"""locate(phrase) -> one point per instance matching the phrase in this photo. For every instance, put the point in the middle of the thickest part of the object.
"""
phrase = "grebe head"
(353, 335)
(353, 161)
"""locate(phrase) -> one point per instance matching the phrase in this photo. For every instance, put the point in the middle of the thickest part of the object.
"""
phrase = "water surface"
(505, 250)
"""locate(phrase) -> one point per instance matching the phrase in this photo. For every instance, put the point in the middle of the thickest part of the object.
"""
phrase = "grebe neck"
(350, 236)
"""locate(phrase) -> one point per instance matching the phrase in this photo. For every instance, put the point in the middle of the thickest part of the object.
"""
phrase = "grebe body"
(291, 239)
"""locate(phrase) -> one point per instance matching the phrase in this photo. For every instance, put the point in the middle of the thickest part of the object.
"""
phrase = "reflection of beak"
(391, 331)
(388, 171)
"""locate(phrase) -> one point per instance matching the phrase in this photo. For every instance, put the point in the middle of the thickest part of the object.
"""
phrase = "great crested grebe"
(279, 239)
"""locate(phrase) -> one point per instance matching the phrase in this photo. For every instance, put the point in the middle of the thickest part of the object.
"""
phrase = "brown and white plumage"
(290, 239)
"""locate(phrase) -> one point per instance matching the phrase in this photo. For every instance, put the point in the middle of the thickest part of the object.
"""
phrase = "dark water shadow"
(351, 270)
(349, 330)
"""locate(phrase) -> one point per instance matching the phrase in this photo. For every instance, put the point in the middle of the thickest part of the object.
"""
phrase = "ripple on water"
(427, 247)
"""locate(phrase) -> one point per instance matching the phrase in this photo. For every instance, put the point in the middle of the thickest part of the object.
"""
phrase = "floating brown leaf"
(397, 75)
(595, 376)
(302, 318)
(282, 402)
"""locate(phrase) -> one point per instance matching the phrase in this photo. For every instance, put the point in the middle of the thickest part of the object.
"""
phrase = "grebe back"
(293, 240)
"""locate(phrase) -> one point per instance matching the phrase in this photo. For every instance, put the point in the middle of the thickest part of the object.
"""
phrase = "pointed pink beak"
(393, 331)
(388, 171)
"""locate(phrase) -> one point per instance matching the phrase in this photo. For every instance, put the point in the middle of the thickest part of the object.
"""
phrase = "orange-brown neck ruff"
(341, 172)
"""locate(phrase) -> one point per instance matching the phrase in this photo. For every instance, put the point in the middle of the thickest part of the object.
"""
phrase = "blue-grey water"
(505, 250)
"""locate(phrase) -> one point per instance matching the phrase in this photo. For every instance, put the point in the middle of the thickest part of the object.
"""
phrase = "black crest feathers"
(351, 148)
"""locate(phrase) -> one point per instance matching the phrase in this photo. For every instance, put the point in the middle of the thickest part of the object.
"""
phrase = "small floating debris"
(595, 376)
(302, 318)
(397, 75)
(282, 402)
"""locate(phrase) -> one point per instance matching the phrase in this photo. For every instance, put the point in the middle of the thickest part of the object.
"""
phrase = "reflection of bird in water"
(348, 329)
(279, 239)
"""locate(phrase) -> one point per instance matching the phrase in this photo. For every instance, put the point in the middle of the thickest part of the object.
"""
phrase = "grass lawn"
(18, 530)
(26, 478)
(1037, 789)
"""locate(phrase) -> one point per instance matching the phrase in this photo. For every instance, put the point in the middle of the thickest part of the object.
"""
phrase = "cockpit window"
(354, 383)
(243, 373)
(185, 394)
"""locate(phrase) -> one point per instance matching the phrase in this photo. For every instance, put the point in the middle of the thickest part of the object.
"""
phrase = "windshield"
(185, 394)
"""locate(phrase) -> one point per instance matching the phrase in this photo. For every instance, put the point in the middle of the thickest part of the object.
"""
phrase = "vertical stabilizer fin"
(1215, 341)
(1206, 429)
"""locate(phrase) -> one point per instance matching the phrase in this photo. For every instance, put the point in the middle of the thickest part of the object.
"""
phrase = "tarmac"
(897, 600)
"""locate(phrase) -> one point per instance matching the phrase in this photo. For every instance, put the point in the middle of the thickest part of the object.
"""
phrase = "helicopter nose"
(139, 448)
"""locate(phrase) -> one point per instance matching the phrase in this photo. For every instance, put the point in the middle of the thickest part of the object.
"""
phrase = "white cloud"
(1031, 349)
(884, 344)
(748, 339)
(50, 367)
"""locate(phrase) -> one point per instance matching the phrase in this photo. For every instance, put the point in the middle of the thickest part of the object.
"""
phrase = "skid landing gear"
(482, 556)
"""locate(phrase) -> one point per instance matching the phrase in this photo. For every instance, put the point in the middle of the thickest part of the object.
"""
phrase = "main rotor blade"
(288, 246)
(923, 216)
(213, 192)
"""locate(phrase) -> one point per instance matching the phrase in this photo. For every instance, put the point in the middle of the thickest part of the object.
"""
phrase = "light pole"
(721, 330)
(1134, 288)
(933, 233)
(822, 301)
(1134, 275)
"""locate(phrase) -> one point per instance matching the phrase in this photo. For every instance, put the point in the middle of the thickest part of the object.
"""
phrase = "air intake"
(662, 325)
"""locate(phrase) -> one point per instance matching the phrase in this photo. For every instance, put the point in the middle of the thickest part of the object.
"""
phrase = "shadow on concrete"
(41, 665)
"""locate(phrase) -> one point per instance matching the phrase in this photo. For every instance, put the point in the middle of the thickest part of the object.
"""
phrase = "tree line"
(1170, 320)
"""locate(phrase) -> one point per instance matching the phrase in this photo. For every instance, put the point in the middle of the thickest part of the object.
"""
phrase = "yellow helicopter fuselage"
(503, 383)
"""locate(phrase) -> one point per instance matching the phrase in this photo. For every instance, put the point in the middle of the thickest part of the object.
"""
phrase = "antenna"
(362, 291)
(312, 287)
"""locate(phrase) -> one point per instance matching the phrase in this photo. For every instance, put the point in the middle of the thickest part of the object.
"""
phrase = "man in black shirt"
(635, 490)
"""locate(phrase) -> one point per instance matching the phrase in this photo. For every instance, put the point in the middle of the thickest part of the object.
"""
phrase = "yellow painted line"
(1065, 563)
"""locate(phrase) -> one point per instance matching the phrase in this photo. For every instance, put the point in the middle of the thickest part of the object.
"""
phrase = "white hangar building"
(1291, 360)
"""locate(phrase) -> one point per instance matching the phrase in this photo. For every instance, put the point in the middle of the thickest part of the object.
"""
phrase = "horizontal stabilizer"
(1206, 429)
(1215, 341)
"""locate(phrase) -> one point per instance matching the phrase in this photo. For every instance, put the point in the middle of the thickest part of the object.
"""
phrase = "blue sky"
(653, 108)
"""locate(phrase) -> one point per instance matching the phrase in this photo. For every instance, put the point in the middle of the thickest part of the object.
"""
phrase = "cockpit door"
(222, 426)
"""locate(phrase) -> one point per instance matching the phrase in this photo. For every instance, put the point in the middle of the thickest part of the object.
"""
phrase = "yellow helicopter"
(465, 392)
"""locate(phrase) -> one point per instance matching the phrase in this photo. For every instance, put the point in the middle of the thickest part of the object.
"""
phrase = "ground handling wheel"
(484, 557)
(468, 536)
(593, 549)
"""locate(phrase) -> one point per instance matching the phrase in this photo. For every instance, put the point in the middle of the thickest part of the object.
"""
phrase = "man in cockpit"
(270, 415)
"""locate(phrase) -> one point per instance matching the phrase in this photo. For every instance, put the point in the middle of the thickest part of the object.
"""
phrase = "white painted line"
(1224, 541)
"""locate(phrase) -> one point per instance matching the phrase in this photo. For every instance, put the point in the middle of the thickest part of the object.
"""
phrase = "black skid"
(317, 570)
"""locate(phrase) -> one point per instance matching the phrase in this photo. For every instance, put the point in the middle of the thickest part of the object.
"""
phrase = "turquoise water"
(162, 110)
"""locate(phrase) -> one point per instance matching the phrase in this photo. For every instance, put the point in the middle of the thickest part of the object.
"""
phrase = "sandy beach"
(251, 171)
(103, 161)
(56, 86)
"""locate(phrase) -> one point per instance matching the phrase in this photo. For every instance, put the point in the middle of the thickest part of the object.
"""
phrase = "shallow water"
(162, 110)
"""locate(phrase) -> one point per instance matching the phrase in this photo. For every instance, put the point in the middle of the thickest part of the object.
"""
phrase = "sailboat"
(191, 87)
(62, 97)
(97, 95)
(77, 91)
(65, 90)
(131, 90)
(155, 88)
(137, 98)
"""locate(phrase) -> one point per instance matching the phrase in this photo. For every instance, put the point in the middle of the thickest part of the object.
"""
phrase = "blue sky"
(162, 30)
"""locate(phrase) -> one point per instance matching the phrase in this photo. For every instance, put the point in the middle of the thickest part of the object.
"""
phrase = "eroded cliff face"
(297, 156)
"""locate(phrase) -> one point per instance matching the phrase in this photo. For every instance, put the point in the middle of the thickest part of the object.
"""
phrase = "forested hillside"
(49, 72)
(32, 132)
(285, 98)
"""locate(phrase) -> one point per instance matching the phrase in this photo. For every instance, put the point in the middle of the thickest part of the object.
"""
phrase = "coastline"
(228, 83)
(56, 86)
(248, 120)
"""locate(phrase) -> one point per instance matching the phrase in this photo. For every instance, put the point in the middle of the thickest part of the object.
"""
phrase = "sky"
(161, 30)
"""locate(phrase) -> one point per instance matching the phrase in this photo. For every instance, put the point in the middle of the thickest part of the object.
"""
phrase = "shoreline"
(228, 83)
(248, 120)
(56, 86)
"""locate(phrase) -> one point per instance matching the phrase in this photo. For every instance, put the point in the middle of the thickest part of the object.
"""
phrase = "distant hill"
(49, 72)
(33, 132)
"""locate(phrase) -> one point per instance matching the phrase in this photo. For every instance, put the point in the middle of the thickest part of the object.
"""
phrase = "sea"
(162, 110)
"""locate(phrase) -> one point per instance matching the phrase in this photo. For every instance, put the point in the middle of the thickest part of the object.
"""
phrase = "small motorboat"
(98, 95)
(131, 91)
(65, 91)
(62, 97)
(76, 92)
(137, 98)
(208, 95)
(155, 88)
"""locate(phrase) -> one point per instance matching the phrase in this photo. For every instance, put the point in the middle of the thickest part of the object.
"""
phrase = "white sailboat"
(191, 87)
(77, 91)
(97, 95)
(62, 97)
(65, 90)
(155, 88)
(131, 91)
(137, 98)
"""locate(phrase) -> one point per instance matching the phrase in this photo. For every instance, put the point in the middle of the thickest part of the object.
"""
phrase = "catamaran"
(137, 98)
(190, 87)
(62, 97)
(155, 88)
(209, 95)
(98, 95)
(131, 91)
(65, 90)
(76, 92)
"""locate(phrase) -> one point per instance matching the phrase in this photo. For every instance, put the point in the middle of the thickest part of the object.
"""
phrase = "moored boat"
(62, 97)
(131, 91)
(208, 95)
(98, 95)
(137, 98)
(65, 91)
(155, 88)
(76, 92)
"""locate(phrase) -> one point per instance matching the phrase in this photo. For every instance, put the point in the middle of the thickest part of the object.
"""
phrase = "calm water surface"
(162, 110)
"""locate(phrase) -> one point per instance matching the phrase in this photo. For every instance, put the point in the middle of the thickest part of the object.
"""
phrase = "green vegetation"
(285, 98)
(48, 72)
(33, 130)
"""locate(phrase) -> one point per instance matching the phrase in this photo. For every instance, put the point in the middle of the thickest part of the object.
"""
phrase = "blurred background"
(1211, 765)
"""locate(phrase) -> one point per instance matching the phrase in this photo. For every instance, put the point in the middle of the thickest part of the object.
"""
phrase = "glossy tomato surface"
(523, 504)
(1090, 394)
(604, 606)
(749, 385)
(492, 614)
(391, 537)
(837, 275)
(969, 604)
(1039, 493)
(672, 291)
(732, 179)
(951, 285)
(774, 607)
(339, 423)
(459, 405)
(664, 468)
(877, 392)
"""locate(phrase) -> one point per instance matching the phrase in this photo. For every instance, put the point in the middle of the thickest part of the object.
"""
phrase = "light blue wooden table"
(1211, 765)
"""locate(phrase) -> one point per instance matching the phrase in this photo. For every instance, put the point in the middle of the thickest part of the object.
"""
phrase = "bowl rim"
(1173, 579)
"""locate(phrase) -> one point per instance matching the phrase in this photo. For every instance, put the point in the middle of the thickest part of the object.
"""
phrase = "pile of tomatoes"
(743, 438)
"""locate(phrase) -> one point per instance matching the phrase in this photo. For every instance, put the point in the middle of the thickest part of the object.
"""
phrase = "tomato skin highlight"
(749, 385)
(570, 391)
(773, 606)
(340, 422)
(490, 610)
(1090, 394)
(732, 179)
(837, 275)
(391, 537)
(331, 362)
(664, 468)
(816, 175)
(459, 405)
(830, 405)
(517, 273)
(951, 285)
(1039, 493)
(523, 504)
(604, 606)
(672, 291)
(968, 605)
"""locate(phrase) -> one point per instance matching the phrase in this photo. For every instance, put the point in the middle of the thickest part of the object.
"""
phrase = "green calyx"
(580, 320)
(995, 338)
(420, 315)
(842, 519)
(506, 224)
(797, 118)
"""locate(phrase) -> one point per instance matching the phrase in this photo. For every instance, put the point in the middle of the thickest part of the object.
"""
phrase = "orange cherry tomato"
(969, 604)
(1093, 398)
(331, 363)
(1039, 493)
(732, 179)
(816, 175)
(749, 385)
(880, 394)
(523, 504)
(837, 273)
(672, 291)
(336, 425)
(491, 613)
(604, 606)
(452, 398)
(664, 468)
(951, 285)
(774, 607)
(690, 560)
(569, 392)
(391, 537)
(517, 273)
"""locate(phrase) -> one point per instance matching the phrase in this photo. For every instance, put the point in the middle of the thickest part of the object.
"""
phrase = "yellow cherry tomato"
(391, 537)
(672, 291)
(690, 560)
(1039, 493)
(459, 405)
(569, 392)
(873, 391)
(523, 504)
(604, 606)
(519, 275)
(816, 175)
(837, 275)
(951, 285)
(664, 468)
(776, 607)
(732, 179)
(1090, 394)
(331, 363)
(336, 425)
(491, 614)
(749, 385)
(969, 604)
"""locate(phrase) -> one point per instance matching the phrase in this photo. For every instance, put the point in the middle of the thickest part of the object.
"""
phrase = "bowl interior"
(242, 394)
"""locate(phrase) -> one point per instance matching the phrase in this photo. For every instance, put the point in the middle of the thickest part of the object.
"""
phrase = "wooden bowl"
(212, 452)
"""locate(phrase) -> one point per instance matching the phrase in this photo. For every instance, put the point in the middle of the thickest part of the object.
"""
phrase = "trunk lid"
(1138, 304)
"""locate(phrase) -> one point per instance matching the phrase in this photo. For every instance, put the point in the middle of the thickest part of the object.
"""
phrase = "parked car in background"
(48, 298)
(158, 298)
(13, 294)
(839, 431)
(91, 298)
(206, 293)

Exercise task
Pick out each line in the entries above that contains the word "black".

Reply to the task
phrase = "black crest feathers"
phrase = "man in black shirt"
phrase = "black skid"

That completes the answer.